▶ WHAT THIS TASK INVOLVES:
Count the lines that follow which contain the string "below", treating uppercase and lowercase as different. Reply with the number alone.

▶ RECORDS FOR THE EXERCISE:
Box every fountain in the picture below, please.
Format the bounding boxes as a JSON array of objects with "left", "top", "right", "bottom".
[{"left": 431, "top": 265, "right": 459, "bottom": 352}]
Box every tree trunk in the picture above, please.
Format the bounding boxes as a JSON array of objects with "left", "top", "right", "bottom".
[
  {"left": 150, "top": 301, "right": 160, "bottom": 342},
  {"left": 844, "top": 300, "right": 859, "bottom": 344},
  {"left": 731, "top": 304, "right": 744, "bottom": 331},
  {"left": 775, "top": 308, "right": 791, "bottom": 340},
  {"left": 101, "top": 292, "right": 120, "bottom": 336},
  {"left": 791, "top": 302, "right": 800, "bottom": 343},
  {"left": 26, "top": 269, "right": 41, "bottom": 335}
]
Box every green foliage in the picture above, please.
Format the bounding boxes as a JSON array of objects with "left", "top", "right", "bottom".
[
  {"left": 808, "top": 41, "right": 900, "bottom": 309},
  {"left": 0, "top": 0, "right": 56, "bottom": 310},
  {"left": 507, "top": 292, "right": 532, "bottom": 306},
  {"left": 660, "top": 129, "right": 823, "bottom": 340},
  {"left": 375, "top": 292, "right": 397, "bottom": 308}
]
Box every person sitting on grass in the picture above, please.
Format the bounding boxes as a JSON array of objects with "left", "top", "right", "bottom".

---

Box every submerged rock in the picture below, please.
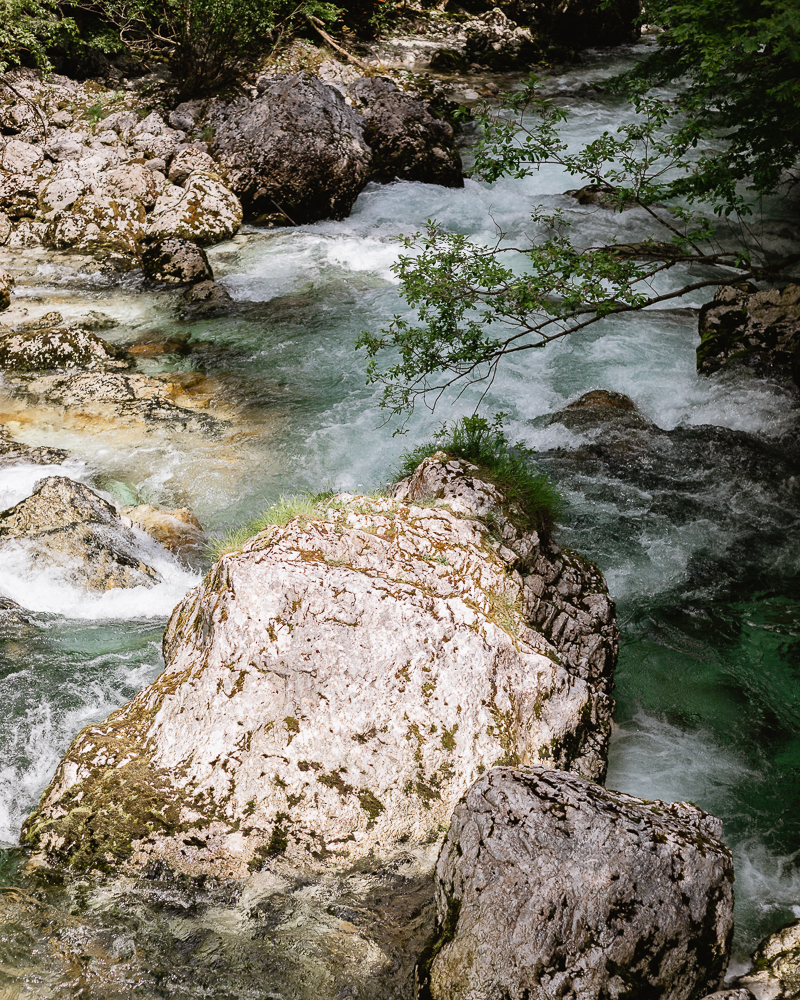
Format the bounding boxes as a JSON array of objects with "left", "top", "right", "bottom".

▶ COMPLETE RESPONSE:
2